● Provided text:
— Begin —
Wednesday February 18

Hot Melts

Gearing up for the debut album release later this year, and getting in some gig practice prior to supporting Eagles of Death Metal, the Wirral power pop four piece hit the road, following up the punchy punk (I Wish I’d) Never Been In Love with new single Edith (Epitaph). An equally catchy slice of  three minute punk party pop, it drives along on a nagging circular riff and a terrace anthem chorus hook that belts out ‘we don’t make a scene, we dont wanna turn the music down’. And, on this evidence, why would you want them to! 7.30pm. £6.50. O2 Academy 3


Wednesday February 18

The Walkmen

Spooked desert nights are mood for You & Me (Fierce Panda), the fourth album from Hamilton Leithauser who, strung out Dylan vocals underpinned by Matt Barrick's dry bones percussion, reflects on growing up and getting older, remembering free spirit days but looking for roots and security. Thus, the spare, plaintive Long Time Ahead Of Us wants more than a brief fling, On The Water’s moody psychedelic noir atmospherics have him pledging to ‘never leave you’ , the ragged waltzing Seven Years of Holidays (For Stretch) talks of spending too long living in a suitcase and, picked out on simple piano chords, slow march drums and lamenting brass Red Moon yearns “to be home by your side.”

A sense of almost unbridled optimism glimmers out of the celebratory open-hearted In The New Year, so too on the muddied, drunkenly swaying Four Provinces. Even the raggy waltzing Dónde está la Playa may talk of walking away from a potential adulterous affair but, also about willingly embracing the daily battle that life throws at you. Unlikely to be the most energised or lyrically joy filled night, but certainly a quality musical experience. 7.30pm. £11.50. Barfly


Wednesday February 18

Asobi Seksu

Taking their name from the Japanese phrase for playful sex, New York duo James Hanna and Yuki Chikudate  flesh out the sound with drummer Larry Gorman and bassist Will Pavone to return with another dose of reverb drenched shoegazing for new album Hush (One Little Indian). Again switching between Yuki singing in English and Japanese (Mehnomae sounds itoxicating whatever it means), it’s more layered but also icier than its predecessors, soaring echoey vocals like sun sparkling on icicles while the guitars swirl in shimmering sonic clouds and, synths and effects pedals build a rush of acid-sweet noise.
— End —
● Requirement a: Rewrite the entries starting at the first line and ending at the line containing "[220,158,291,190]", substituting "denim seam stitching" for "jeans seam stitching" and changing nothing else.

● Records shown:
— Begin —
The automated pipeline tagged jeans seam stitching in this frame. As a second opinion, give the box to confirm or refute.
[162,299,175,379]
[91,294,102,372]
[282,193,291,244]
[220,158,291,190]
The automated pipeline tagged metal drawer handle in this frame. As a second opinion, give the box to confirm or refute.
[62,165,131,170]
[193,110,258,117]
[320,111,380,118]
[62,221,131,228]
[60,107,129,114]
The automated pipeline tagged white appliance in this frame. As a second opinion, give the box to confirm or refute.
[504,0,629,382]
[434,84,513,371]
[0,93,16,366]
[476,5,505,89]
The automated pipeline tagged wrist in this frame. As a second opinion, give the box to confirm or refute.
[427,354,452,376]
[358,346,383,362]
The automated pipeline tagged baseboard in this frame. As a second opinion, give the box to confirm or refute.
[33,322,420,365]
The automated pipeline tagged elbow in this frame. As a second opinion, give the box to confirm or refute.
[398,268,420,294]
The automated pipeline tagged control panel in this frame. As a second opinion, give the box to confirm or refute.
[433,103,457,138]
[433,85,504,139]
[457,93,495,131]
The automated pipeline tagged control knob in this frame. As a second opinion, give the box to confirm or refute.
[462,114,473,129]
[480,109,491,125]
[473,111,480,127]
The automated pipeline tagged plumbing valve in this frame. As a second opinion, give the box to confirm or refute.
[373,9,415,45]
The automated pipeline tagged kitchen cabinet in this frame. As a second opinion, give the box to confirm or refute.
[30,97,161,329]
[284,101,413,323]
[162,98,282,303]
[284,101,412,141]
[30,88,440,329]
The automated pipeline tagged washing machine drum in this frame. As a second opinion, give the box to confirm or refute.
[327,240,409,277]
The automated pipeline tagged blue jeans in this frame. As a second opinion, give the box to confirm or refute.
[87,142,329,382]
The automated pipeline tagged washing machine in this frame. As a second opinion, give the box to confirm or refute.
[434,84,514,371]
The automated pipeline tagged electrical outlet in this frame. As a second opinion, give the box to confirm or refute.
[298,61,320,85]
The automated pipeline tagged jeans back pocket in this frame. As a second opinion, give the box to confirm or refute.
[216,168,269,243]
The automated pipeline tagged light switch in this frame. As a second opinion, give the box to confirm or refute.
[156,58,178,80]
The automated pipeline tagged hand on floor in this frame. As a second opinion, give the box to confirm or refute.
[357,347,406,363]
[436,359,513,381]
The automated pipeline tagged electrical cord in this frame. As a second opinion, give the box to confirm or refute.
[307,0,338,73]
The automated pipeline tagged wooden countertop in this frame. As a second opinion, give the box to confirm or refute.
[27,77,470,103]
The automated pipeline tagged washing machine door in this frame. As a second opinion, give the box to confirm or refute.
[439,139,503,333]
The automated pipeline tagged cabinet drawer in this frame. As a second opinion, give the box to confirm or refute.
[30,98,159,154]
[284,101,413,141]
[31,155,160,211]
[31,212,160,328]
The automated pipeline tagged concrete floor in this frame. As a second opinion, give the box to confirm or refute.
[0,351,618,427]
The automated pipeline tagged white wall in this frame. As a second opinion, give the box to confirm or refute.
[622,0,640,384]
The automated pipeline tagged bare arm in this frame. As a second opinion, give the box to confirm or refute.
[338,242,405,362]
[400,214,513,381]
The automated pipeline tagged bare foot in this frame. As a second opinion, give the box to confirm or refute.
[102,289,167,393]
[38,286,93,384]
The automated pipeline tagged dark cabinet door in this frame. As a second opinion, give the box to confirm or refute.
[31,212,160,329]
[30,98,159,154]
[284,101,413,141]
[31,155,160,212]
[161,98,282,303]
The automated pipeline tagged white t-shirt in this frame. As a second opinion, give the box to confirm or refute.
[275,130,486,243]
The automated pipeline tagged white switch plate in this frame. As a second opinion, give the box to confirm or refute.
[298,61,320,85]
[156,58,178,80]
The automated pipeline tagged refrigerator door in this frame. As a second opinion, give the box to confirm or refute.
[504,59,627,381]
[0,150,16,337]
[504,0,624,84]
— End —
● Requirement b: Reproduce word for word the passage of the music listings starting at "Taking their name" and ending at "of acid-sweet noise.".

● Task response a:
The automated pipeline tagged denim seam stitching in this frame. As a second opinion, give the box to confirm or refute.
[162,299,175,379]
[91,294,102,372]
[282,193,291,244]
[220,158,291,190]

● Task response b:
Taking their name from the Japanese phrase for playful sex, New York duo James Hanna and Yuki Chikudate  flesh out the sound with drummer Larry Gorman and bassist Will Pavone to return with another dose of reverb drenched shoegazing for new album Hush (One Little Indian). Again switching between Yuki singing in English and Japanese (Mehnomae sounds itoxicating whatever it means), it’s more layered but also icier than its predecessors, soaring echoey vocals like sun sparkling on icicles while the guitars swirl in shimmering sonic clouds and, synths and effects pedals build a rush of acid-sweet noise.